Material for this exercise start
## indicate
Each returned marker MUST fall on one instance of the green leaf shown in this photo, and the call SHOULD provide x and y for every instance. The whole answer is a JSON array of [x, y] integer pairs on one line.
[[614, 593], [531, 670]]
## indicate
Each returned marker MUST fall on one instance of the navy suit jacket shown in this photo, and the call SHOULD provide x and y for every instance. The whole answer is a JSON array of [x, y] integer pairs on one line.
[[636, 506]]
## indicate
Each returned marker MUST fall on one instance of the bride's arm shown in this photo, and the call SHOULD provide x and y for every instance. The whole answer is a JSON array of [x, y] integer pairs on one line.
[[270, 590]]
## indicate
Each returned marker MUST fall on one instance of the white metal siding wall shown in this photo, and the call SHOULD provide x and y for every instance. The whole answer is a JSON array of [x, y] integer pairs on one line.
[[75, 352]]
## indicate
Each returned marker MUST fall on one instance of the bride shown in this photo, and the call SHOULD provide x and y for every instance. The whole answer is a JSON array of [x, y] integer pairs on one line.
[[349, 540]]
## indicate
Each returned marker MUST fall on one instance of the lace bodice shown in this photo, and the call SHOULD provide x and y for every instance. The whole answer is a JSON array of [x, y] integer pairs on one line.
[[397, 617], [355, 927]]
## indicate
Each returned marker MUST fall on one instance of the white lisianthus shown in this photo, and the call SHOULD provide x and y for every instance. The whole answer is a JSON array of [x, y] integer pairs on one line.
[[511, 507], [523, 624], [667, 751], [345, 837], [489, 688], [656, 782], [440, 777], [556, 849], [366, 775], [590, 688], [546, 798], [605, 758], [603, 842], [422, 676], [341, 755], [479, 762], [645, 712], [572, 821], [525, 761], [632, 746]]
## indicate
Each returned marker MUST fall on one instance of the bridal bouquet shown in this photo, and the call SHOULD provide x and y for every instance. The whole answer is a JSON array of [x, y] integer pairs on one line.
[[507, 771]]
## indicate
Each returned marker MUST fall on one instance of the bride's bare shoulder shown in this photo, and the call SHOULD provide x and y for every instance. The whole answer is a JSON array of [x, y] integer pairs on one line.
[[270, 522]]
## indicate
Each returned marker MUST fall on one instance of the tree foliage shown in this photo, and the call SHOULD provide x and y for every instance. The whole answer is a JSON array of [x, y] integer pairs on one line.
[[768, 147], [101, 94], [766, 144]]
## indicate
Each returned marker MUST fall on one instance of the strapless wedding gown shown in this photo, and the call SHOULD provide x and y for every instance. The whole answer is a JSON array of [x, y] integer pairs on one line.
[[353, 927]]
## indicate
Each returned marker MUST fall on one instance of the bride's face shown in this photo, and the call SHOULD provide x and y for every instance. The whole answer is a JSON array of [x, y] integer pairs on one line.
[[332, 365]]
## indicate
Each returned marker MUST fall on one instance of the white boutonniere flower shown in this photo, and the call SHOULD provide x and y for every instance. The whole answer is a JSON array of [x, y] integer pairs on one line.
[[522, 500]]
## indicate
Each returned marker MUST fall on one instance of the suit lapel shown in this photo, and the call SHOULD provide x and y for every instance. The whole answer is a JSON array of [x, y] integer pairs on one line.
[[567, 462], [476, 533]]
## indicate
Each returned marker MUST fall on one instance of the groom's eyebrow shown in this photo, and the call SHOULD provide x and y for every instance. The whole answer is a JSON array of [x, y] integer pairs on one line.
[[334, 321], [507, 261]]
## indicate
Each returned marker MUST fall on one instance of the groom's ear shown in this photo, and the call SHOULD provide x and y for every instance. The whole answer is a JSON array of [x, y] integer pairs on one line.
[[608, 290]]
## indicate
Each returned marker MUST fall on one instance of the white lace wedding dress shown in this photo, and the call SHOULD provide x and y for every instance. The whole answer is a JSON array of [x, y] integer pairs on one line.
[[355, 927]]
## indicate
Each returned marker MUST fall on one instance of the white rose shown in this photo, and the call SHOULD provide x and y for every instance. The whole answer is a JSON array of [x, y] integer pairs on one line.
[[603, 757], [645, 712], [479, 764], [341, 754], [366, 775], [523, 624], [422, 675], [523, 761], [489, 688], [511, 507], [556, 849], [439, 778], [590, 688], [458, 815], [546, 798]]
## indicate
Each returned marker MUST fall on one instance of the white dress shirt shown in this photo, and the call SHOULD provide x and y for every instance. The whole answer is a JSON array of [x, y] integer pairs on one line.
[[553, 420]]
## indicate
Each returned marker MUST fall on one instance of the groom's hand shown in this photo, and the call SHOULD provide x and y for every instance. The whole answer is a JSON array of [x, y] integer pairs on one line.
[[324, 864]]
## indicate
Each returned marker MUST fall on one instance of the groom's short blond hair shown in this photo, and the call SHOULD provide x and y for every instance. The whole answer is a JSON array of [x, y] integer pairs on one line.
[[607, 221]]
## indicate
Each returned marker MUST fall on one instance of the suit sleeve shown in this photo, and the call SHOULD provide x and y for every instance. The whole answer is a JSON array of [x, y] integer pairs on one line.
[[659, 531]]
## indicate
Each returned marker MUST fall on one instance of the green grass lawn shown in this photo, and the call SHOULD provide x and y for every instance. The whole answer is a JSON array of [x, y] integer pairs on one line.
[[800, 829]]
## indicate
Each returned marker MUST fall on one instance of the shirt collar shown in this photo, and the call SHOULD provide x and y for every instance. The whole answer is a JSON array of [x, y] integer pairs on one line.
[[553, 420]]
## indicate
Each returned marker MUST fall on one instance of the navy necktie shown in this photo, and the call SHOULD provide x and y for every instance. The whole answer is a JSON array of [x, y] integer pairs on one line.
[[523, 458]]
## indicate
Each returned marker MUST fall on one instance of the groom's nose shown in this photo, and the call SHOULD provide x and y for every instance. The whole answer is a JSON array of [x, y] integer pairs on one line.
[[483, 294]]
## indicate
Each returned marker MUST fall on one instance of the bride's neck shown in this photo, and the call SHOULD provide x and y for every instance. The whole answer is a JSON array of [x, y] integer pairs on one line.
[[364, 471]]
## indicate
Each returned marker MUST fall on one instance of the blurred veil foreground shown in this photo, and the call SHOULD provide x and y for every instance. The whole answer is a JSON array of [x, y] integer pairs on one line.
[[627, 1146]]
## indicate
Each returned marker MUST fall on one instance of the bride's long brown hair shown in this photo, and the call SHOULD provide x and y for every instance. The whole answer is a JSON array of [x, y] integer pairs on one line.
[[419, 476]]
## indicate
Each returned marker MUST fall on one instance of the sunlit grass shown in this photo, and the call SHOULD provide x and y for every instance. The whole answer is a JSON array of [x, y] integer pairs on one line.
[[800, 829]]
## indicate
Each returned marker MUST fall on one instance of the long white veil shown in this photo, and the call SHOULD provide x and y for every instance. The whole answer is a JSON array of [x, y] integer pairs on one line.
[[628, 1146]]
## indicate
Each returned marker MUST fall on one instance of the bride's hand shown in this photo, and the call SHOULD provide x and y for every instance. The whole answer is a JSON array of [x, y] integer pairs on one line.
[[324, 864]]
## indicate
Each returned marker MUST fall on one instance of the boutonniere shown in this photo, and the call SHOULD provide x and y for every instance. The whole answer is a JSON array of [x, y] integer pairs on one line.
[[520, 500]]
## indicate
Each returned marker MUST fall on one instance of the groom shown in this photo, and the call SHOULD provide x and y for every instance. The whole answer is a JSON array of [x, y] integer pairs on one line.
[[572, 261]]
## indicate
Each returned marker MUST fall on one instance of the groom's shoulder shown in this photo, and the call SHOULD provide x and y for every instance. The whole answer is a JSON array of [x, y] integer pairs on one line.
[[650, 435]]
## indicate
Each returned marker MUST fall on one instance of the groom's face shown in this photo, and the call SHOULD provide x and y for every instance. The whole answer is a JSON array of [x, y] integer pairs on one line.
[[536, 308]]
Material for this exercise end
_Given task_. Write out all the data again, exactly as it appears.

_Response for this exercise_.
## indicate
Each returned marker MUST fall on one instance of the green leaf shown in this photo, and the call SHOULD provide x and y for every instance. The whole answer is a JSON array of [x, y] integer pairs on one line.
[[614, 593], [531, 670]]
## indicate
Each returned marker MUST fall on one instance of the navy suit jacket shown in this photo, and the call SHOULD provide x and y for every instance. The whole answer is a JSON array of [x, y] integer pairs on one line.
[[636, 506]]
## indicate
Each returned marker MUST fall on one instance of the bride's arm shown in this photo, and the call SHOULD provide x and y for every instance. The whole answer is a JSON array of [x, y] integer pairs on one line.
[[270, 590]]
## indicate
Each returned marker MUST fall on one instance of the white metal siding wall shown in this photo, and the call SHOULD provide x and y for every instance. The whole answer is a JSON array of [x, y] integer pairs on one line.
[[75, 352]]
## indicate
Each returned marker MUST fall on one instance of the bride shown in this photo, and the call SHOULD provide x and y for every instance. The whole answer is a JSON array of [x, y] integer pairs on one line.
[[349, 540]]
## indicate
Each returned marker MUST fall on one instance of the lace bodice shown in this photo, and the call SHOULD provide x and y for every instance. The whole answer is a JSON array of [x, y] integer pairs on one line.
[[397, 617], [355, 927]]
## indicate
Each returned marker MUST fall on one instance of the white lisianthus shown in this photo, and the call SHOULD provide x and y for every instance. The whole answer is a JSON array of [x, y] integer pairs on one line.
[[511, 507], [523, 624], [667, 751], [345, 837], [489, 688], [656, 782], [440, 777], [556, 849], [366, 775], [590, 688], [546, 798], [605, 758], [603, 842], [422, 676], [341, 755], [479, 762], [645, 712], [572, 821], [525, 761], [632, 746]]
## indicate
Each returned marker MUST fall on one instance of the bridal bouquet shown in this photo, and the call SHOULD provide x and y for every instance. The whole answer is a JSON array of [x, y] integer pairs on one line.
[[507, 771]]
## indicate
Each returned marker MUST fall on one instance of the bride's bare shoulder shown in this photo, and the call SHOULD provide x and y for every instance. The whole answer is a JSON array of [x, y] integer pairs on one line.
[[270, 522]]
## indicate
Each returned marker MUST fall on one instance of the tree foliage shown in this photo, and the call SHOULD provide x and y for every instance. The whole answer is a JSON array of [x, y] integer pairs on one line.
[[768, 147], [101, 94], [766, 144]]
## indicate
Each returned marker MUST fall on one instance of the strapless wedding gown shown in this photo, and the call SHOULD provide x and y for every instance. The whole answer is a JSON array of [x, y] integer pairs on one line.
[[353, 927]]
## indicate
Each returned marker MUST fall on one instance of the bride's face shown in this photo, and the call SHOULD provide x and y for every instance. The whole answer is a JSON array of [x, y] integer pairs on one line.
[[332, 365]]
## indicate
Each returned marker MUST fall on one instance of the white boutonniere flower shown in this photo, and the call SHOULD provide x and y for every instance. The whole answer is a JSON array of [x, y] integer pairs on one line.
[[522, 500]]
## indicate
Each returned marker MUST fall on one instance of the suit lapel shown in this photo, and the call SHOULD provide x and y for every instance. The whole answer is a JSON array of [x, y] integer pairs on one line.
[[567, 462], [476, 533]]
## indicate
Each returned marker MUST fall on one instance of the groom's eyebrow shown in this photo, and the call SHOULD provide x and y for every instance. The whole answer is a JSON array of [x, y] integer pairs on one line.
[[334, 321], [507, 261]]
## indicate
Each returned marker MUST fall on one instance of the groom's ear shown in this photo, and the call SHOULD provide x and y for every instance. The whole answer is a JSON array of [x, y] integer pairs on one line.
[[608, 290]]
## indicate
Each returned marker MUST fall on one instance of the white lace wedding dress shown in this photo, and the call SHOULD provide x and y for every instance. The whole answer is a JSON array of [x, y] integer pairs on one line.
[[355, 927]]
## indicate
Each returned marker MUST fall on one instance of the white rose shown in this photo, and the call SHOULD provide x and y for every instance. The whole answer is a JSON array of [x, y] integer pairs on one line.
[[603, 757], [645, 712], [479, 764], [341, 754], [366, 775], [523, 624], [422, 675], [523, 761], [489, 688], [511, 507], [556, 849], [439, 778], [590, 688], [458, 815], [546, 798]]
## indicate
Each returned marker MUST fall on one instance of the white dress shirt shown in this photo, and the call SHOULD provide x and y for every instance. The whole answer is a JSON array of [x, y] integer pairs on one line.
[[553, 420]]
## indicate
Each returned marker MUST fall on one instance of the groom's hand shown in this photo, and the call SHOULD provide x and y for every instance. The whole answer is a JSON array of [x, y] integer pairs on one line.
[[324, 864]]
## indicate
Each returned marker MUST fall on one instance of the groom's short blond hair shown in this photo, and the call SHOULD provide x and y for every instance. The whole answer is a JSON array of [x, y] integer pairs on one line.
[[607, 221]]
## indicate
Each returned marker MUST fall on one instance of the suit sleeve shown in this photo, and the call SHOULD provide x and y for every instance. The whole answer is a JSON array of [x, y] integer pairs on one line.
[[659, 531]]
## indicate
Each returned marker MUST fall on one instance of the green grass lawn shown in this photo, and the call SHOULD provide x and y for every instance. The whole answer is a JSON array of [x, y] integer pairs on one line.
[[800, 829]]
## indicate
Each returned marker MUST fall on one instance of the shirt collar shown in this photo, and the call SHOULD provide x and y for every instance. The whole answer is a JSON array of [x, y] integer pairs on one line.
[[553, 420]]
## indicate
Each returned marker MUST fall on one instance of the navy necktie shown in this photo, and the call SHOULD provide x and y for every instance. The whole answer is a JSON array of [x, y] integer pairs on one line.
[[523, 458]]
## indicate
Each returned marker MUST fall on one instance of the groom's nose shown in this photo, and the call SHOULD provide x and y for every instance. The whole answer is a JSON array of [x, y] integer pairs on one line.
[[483, 294]]
## indicate
Each returned marker MUST fall on one instance of the bride's neck shown in this photo, and the call SHOULD provide x and y for every instance. The whole answer is a JSON array of [x, y] integer pairs on one line.
[[364, 471]]
## indicate
Each returned marker MUST fall on one instance of the blurred veil foreground shown in this photo, and the call SHOULD provide x and y for every instance. The whole answer is a JSON array of [x, y] integer pairs on one line.
[[627, 1146]]
## indicate
Each returned marker MUST fall on one instance of the bride's long brown hair shown in this photo, and the call SHOULD provide x and y for every instance. The whole answer is a JSON array of [x, y] integer pairs on one line.
[[419, 476]]
## indicate
Each returned marker MUST fall on one instance of the sunlit grass shown in this photo, and the call SHOULD provide x and y for every instance. The whole answer is a JSON array of [x, y] integer pairs on one line.
[[800, 829]]
## indicate
Each returned marker MUST fall on one instance of the long white veil shown in this photo, and the call SHOULD provide x and y for every instance. The whole answer is a JSON array of [x, y] integer pairs on one line.
[[628, 1146]]
## indicate
Each returned marker MUST fall on one instance of the bride's hand shown in this photo, and the call SHOULD provide x and y for every instance. The whole answer is a JSON array of [x, y] integer pairs on one line.
[[324, 864]]
## indicate
Each returned marker MUST fall on one instance of the boutonniere shown in this photo, and the call SHOULD provide x and y for every instance. The whole answer is a JSON array of [x, y] integer pairs on one line.
[[520, 500]]
## indicate
Each returned marker MUST fall on one instance of the groom shown in this photo, and the call SHOULD provide x and y for every instance. The whole answer is a JSON array of [x, y] integer pairs on one line.
[[572, 261]]
## indicate
Each returned marker MUST fall on one instance of the groom's shoulder shown in this photo, and the call SHOULD provide x and y for every instance. The whole answer is a JSON array of [x, y] integer pairs on one line.
[[650, 435]]
## indicate
Each returned marker MUST fall on one instance of the groom's face shown in this photo, and the call SHOULD provide x and y for every instance. The whole answer is a JSON array of [x, y] integer pairs on one line.
[[536, 308]]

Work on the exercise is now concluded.